§ TASK DETAILS
Scan the entries for the word "sleeve" and return every line that has it.

§ DATA TO PROCESS
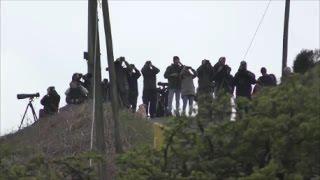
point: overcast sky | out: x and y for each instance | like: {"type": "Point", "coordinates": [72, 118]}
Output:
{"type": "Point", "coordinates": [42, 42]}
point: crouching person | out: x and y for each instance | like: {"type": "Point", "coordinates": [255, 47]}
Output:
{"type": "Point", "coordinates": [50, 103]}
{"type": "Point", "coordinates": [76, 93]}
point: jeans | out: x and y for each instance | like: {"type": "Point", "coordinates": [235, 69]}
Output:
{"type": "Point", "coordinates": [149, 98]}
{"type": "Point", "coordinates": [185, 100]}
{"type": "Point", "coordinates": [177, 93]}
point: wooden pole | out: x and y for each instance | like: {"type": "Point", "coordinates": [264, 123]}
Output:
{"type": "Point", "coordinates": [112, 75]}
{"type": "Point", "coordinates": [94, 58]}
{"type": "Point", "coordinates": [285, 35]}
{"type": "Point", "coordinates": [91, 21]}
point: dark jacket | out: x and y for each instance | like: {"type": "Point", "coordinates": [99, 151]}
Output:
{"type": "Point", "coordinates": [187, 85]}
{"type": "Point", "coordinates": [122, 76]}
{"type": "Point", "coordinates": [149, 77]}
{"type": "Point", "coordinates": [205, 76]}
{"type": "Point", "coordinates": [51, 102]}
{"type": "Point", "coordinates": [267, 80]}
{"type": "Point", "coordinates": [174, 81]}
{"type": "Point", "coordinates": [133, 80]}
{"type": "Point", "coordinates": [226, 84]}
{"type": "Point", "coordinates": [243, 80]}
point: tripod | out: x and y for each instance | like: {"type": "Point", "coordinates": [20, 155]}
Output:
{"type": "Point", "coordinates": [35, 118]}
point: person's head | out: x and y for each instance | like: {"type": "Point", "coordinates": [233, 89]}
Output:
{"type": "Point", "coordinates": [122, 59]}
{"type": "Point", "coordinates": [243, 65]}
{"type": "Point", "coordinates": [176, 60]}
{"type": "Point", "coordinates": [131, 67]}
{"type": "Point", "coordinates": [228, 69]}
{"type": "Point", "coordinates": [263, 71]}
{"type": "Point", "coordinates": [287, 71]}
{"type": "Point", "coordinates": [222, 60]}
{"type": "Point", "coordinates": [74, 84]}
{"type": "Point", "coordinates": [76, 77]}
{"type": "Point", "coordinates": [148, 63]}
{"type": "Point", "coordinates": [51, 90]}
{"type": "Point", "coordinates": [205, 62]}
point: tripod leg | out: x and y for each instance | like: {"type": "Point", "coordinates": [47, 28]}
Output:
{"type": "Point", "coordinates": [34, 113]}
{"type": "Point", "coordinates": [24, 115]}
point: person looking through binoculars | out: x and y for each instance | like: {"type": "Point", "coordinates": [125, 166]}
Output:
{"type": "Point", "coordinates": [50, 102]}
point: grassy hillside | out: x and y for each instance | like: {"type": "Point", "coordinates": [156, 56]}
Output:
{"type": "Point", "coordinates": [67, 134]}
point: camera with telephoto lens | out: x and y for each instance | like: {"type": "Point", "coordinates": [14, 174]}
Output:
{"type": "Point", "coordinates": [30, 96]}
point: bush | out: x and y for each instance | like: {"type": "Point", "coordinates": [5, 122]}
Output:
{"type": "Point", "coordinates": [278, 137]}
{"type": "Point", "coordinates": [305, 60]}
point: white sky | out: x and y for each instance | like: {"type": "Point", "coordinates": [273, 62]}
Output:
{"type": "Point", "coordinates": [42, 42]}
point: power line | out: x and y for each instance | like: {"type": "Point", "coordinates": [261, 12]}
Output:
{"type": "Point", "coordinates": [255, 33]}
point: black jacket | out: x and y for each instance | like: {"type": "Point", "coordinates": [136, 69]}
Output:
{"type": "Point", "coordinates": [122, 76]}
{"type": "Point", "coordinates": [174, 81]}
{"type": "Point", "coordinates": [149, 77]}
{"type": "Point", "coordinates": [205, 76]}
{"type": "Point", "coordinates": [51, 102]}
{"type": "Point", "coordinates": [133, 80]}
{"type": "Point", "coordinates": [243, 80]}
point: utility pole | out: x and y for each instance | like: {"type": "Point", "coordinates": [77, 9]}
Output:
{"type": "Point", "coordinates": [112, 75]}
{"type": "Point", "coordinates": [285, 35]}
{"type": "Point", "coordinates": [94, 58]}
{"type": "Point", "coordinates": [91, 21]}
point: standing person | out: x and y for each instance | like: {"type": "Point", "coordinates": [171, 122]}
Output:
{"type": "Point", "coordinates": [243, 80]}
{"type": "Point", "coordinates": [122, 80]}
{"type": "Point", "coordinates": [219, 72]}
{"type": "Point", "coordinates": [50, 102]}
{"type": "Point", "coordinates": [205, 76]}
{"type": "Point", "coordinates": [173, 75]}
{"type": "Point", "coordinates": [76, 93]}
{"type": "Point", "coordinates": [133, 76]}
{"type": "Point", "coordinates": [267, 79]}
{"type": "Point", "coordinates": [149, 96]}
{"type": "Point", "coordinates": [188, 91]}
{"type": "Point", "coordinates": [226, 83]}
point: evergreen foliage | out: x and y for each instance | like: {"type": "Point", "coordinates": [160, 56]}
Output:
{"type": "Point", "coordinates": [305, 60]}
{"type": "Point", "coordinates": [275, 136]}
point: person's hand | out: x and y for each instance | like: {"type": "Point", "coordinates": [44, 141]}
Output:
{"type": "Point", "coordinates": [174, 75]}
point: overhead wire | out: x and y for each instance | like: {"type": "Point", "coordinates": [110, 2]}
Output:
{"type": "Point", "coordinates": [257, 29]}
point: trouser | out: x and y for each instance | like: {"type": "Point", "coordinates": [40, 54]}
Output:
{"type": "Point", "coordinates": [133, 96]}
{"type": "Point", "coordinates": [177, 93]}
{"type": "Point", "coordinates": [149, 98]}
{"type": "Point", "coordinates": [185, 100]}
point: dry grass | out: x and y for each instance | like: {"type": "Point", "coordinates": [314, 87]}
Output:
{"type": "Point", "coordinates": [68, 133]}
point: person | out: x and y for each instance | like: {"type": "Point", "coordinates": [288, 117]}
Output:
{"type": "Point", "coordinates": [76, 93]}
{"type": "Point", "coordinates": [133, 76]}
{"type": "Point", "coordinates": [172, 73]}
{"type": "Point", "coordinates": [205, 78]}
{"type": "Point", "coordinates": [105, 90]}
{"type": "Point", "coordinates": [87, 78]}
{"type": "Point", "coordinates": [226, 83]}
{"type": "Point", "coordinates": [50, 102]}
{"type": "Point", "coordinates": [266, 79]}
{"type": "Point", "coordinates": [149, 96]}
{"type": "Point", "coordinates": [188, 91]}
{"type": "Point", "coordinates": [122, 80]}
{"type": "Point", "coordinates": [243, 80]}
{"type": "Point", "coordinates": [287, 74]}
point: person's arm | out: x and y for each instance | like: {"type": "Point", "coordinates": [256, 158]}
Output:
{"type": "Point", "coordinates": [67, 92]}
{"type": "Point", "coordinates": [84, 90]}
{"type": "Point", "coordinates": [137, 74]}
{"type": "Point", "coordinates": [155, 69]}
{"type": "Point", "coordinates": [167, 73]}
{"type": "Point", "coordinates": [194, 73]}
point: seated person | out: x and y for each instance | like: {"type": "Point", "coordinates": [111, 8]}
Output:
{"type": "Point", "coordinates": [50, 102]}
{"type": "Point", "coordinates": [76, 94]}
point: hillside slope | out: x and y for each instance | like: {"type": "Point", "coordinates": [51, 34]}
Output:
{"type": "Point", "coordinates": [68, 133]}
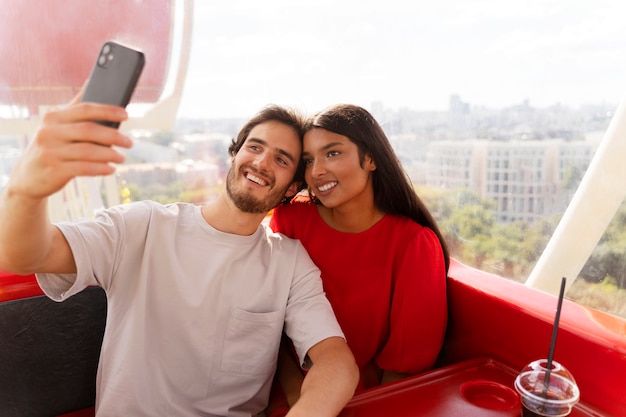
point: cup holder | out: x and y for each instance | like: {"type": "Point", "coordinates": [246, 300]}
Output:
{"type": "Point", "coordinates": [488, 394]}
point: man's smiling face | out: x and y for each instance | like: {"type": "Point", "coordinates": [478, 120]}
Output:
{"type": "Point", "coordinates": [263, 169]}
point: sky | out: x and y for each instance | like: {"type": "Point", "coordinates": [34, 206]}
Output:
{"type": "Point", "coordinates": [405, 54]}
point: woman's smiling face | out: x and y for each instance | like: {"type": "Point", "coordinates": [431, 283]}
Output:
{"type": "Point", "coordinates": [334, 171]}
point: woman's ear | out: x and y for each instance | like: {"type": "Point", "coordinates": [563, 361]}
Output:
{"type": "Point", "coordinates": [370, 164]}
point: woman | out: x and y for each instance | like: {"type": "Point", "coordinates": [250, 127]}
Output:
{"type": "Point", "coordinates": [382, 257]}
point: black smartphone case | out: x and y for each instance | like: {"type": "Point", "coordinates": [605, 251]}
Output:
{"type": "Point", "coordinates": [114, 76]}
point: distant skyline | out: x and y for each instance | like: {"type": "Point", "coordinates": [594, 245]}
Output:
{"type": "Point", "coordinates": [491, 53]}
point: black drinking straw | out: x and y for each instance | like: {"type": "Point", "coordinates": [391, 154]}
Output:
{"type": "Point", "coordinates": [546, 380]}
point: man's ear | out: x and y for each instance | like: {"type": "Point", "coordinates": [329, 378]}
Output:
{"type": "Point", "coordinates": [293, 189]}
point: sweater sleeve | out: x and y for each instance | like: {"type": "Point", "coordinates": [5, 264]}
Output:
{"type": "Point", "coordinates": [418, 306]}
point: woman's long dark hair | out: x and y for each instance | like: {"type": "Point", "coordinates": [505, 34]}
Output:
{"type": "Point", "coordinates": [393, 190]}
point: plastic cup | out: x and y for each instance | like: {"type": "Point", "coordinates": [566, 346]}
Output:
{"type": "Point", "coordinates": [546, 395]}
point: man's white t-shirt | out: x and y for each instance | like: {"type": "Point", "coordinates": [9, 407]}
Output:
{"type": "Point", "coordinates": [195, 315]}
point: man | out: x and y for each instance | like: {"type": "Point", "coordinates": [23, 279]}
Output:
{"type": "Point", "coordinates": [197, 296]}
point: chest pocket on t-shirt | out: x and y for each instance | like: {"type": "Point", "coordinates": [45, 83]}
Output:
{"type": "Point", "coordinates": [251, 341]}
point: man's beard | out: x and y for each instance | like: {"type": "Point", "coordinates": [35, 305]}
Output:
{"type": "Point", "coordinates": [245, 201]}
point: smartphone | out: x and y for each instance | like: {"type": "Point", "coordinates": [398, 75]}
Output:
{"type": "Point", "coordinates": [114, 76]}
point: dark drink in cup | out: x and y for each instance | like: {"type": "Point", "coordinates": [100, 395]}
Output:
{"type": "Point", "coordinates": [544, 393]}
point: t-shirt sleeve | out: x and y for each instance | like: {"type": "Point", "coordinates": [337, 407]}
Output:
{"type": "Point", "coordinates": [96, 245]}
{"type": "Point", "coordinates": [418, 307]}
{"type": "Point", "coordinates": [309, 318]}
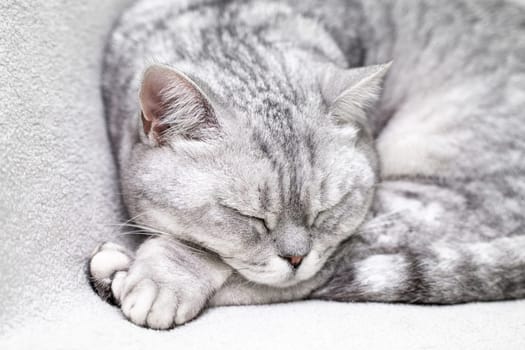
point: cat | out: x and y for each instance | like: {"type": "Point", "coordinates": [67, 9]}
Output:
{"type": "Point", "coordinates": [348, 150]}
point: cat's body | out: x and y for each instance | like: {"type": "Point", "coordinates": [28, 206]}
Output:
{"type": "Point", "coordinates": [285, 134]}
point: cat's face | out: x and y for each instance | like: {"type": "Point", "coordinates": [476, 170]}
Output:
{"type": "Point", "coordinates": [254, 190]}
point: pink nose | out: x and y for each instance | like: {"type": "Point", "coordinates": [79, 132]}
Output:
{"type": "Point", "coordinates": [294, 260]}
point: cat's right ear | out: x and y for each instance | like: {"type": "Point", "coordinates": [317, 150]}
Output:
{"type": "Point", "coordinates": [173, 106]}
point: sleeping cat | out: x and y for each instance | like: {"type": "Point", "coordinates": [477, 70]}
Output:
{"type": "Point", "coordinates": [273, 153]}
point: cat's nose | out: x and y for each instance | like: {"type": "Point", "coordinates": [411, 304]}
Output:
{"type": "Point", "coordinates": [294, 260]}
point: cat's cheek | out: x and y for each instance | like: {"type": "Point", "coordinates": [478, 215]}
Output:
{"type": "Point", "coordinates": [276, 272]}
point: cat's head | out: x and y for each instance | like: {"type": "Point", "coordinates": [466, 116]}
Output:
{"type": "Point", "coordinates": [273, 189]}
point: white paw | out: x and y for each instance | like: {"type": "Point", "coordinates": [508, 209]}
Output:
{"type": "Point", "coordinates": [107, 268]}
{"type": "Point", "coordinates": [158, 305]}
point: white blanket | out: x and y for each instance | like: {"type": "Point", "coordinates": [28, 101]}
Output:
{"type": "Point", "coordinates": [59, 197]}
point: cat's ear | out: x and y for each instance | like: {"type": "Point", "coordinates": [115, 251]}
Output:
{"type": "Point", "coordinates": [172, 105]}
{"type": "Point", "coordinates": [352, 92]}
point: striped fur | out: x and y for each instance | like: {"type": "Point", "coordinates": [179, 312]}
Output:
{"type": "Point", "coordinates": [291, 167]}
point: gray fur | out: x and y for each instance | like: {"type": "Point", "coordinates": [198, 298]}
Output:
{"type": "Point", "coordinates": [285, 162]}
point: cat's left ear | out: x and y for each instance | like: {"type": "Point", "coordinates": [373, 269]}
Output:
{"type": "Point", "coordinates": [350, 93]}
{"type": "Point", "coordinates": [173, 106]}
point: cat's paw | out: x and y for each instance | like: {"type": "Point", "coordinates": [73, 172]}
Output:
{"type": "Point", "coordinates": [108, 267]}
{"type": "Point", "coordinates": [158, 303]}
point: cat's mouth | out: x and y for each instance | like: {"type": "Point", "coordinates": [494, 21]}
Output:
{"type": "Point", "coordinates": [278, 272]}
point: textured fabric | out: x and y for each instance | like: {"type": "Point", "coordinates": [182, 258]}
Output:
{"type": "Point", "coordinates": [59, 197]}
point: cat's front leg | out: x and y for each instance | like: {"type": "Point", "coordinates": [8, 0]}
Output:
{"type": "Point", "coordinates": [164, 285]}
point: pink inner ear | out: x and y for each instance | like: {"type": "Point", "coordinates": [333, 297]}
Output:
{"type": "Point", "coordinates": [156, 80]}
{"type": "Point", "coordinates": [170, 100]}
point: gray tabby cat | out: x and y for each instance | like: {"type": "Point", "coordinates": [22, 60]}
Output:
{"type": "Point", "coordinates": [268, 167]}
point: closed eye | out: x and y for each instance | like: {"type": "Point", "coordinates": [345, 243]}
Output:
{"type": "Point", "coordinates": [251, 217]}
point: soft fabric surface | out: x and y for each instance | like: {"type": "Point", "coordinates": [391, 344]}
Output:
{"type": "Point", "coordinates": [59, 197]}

§ EXPECTED ANSWER
point: sweater sleeve | out: x and y for each instance | like: {"type": "Point", "coordinates": [5, 264]}
point: t-shirt sleeve | out: x and y for each instance | like: {"type": "Point", "coordinates": [337, 407]}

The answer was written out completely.